## Requirement
Quote every line below exactly as it reads.

[Stored entries]
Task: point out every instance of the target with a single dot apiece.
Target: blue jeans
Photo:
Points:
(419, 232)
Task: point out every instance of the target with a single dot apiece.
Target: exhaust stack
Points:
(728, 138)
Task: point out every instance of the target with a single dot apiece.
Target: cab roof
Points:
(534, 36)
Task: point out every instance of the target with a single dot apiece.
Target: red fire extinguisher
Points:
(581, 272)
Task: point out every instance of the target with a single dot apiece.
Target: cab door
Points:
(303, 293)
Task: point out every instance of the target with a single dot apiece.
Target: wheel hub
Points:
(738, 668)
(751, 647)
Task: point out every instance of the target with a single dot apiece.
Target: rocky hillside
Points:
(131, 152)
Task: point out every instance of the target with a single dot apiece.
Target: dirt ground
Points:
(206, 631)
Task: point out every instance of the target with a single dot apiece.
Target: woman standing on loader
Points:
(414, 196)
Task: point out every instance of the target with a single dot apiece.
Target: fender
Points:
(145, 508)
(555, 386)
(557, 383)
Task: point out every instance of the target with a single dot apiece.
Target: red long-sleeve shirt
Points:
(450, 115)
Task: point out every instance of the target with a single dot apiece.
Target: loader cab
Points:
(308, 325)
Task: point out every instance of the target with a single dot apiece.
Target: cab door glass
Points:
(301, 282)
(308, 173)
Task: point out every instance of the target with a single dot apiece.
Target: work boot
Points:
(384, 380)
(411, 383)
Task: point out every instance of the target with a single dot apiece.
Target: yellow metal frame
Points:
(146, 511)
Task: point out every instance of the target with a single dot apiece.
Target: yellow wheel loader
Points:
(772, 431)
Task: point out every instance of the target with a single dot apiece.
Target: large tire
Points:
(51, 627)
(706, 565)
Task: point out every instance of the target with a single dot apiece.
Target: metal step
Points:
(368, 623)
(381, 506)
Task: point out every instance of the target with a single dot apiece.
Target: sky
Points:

## Answer to this task
Task: point out every instance of the target with a single dot apiece.
Target: blue jeans
Photo:
Points:
(419, 232)
Task: point out every instance of the target with a single dot apiece.
Target: exhaust stack
Points:
(728, 138)
Task: point out every instance of the target with a single dot apiece.
Target: cab roof
Points:
(534, 36)
Task: point out every instance of the target with a single dot apiece.
Target: red fire extinguisher
Points:
(581, 272)
Task: point out every instance of the target with a single dot apiece.
Target: cab door
Points:
(303, 293)
Task: point out every instance of the target with a single dot apiece.
Target: wheel hub
Points:
(738, 668)
(751, 647)
Task: point out every instance of the target with a single dot apiece.
Target: rocky hillside
Points:
(131, 152)
Task: point out every instance of the target with a single dot apiece.
Target: dirt ground
Points:
(206, 631)
Task: point out every instance of the target with a single dot apiece.
Target: woman standing on loader
Points:
(414, 196)
Task: point out every instance of the target with a single dot apiece.
Target: fender
Points:
(145, 508)
(555, 386)
(557, 383)
Task: point out every instance of the target with a single dot apiece.
Target: red long-sleeve shirt
Points:
(450, 115)
Task: point out every instance of the target with a single dot apiece.
Target: loader cab
Points:
(308, 325)
Task: point out every instance of the target with a single dot apiece.
Target: cab door glass
Points:
(301, 282)
(308, 173)
Task: point out every instance of the target with a single dot apiece.
Target: work boot
Points:
(384, 380)
(411, 383)
Task: point out every instance of the target with a single dot apiece.
Target: yellow metal frame
Points:
(146, 511)
Task: point out every instance of the target with a single dot apiece.
Target: yellow wheel loader
Points:
(772, 431)
Task: point out every instance of the target with a single dot apiece.
Target: large tire
Points:
(51, 627)
(706, 565)
Task: point out every instance of the target with a single dot apiece.
Target: metal step
Points:
(368, 623)
(381, 506)
Task: point out every instance of the target with a single dot apiece.
Target: sky
Points:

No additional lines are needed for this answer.